What is expected:
Return the following data exactly, with all pictures left out.

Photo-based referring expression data

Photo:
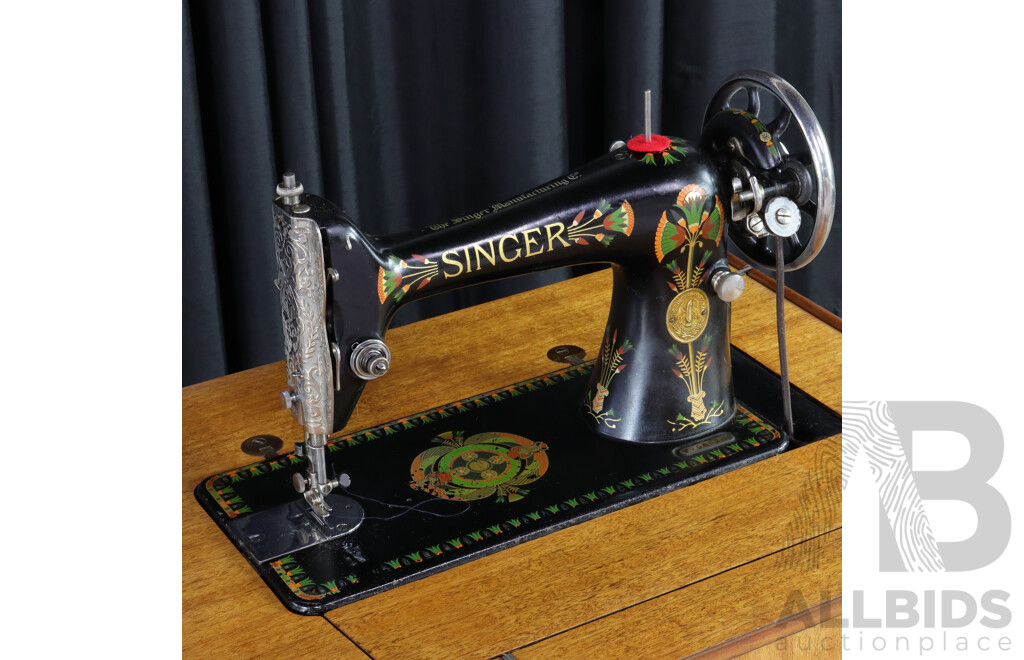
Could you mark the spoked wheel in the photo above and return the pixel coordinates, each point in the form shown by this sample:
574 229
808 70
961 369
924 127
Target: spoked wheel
799 170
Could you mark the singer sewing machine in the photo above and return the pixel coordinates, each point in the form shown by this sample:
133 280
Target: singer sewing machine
665 403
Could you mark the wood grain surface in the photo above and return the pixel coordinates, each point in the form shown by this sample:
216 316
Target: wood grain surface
568 594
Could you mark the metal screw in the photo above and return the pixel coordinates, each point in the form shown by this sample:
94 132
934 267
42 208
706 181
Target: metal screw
728 286
370 359
289 189
288 399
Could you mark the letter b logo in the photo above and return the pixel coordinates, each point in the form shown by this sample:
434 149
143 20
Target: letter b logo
882 431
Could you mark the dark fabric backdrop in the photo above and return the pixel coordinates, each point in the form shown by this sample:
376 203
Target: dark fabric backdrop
407 113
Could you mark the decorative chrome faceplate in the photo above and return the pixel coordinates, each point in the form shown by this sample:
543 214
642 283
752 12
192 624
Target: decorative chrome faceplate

Response for this exercise:
Photo:
Could you mark the spoked wheel in the photo above and return the pixel coordinates, each point in the form shown by this sample:
574 229
808 70
961 369
924 127
Target: spoked wheel
799 170
Could you mark the singer sewing machine in the photo above and return the pixel coordinates, each point in the form shown by this sample:
133 280
Target: singer sewing machine
665 403
Could you mark the wood grain surface in the photo above and return the pixel coordinates, each point in the form shown by this sample:
216 316
Target: wood grain surface
568 594
Could you mark the metal screw in the photo above and return the pixel coordinates, each point in the form shown by this sample:
94 132
934 267
42 208
706 181
Target: metal screw
728 286
370 359
289 189
288 399
Could you mark the letter b logo in the photo above and return the pixel coordinates, each point in the form shown by this sample:
434 149
143 20
Target: letter b logo
882 431
Could you mark the dark fabric backdrop in the photo above and return the pixel coordinates, each point in the form shown by this sample:
376 203
Target: dark fabric backdrop
407 113
Could you mark the decorative chrome faceplate in the photo above and return the pixel coordinates, each point in the form shown by this sample:
543 214
642 283
752 12
192 624
Target: decorative chrome faceplate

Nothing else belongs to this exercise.